## Your goal
Copy out these lines word for word, beginning at the line that has "Expected: for every instance of the shallow" and stopping after the line that has "[[471, 419], [62, 774]]".

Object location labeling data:
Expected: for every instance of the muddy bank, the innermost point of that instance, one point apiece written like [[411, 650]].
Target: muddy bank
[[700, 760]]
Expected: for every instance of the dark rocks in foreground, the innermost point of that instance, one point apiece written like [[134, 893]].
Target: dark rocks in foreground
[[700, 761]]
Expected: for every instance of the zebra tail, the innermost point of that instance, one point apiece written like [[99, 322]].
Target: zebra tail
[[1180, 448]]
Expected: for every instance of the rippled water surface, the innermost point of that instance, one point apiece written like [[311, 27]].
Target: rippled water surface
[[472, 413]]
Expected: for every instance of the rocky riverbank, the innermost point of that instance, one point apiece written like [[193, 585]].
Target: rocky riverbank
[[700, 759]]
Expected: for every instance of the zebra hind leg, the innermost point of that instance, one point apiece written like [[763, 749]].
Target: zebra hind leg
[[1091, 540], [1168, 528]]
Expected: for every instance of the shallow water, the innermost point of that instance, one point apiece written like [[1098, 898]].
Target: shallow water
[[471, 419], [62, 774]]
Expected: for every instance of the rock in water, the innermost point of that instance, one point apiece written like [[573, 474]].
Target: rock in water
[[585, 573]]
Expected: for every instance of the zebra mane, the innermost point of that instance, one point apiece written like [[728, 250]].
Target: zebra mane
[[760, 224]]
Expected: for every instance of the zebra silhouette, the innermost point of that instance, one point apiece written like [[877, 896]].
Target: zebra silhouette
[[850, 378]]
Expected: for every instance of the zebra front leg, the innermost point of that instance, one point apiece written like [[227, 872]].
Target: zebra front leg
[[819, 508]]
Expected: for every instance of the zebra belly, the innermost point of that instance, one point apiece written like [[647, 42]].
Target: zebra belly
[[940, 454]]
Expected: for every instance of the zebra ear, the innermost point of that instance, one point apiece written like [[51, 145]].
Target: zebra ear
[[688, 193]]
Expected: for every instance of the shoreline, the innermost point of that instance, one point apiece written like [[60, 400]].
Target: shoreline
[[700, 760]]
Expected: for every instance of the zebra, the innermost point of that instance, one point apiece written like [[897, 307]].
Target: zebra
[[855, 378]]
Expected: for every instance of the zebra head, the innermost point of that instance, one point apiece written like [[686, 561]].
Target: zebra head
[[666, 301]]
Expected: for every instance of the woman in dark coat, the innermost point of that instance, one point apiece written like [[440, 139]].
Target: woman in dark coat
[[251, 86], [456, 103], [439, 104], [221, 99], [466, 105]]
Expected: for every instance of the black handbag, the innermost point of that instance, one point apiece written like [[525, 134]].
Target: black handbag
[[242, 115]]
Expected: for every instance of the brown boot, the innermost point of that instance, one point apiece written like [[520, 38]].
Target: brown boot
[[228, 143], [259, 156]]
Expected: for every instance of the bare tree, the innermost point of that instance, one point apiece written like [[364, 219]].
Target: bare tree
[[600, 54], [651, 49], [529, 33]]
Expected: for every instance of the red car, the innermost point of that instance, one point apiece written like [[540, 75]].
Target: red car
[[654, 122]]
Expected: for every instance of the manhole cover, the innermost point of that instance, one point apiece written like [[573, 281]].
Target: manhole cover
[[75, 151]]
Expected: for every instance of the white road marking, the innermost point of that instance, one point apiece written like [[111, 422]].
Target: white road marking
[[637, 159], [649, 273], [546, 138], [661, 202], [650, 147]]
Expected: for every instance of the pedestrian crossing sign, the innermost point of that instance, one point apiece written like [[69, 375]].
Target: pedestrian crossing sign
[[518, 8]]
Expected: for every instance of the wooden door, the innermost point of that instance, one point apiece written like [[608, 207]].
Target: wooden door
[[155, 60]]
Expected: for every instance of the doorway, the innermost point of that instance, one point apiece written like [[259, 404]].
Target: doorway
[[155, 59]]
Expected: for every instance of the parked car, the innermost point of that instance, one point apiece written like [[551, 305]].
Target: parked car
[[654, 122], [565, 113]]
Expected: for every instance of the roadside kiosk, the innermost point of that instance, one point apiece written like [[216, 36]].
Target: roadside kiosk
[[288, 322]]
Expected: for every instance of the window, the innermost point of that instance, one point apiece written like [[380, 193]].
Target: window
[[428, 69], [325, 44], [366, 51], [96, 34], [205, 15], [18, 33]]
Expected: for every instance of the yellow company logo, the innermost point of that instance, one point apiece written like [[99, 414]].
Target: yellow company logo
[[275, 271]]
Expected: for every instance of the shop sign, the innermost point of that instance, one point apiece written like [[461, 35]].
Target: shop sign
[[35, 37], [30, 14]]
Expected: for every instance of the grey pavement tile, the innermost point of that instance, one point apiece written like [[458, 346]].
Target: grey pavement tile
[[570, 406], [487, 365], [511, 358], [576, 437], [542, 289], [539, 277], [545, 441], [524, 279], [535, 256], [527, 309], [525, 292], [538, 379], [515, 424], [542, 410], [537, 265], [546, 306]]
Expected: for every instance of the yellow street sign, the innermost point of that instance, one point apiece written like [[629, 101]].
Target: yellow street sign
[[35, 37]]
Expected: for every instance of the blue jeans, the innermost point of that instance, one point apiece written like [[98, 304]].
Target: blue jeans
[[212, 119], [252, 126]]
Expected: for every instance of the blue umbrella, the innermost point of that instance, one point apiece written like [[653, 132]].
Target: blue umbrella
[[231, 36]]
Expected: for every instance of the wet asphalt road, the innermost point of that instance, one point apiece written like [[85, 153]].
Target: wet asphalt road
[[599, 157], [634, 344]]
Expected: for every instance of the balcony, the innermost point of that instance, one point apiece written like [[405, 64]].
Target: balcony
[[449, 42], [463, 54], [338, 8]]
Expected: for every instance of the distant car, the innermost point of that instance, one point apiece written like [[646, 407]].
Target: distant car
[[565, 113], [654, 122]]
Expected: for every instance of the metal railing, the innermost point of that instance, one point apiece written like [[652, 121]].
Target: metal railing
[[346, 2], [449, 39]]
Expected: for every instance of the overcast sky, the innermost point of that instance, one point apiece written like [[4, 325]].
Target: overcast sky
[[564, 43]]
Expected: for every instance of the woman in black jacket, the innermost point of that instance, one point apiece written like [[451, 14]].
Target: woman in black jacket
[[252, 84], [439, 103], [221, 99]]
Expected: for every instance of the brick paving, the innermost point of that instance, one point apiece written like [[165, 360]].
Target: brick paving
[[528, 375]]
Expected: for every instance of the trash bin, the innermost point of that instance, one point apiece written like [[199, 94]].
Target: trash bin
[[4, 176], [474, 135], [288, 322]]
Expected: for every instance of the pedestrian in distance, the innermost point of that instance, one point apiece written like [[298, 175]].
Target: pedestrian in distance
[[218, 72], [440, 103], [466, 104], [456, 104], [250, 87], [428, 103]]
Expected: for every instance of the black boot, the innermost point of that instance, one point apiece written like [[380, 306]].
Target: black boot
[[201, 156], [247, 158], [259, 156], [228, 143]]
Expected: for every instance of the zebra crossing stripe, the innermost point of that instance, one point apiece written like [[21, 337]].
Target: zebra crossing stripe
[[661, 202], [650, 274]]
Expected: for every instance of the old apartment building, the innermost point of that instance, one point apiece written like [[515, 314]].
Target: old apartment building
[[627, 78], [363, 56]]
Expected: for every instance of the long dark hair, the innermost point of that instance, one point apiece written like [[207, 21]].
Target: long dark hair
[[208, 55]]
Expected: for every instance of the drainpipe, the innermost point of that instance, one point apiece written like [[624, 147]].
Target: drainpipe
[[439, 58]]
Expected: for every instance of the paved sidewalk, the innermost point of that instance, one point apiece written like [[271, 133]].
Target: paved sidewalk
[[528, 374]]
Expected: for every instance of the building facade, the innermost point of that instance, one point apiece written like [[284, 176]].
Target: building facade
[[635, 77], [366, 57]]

## Task output
Expected: for every instance of the shallow water, the innermost point of that instance, one point apiece written like [[1098, 898]].
Target: shallow water
[[471, 419], [62, 774]]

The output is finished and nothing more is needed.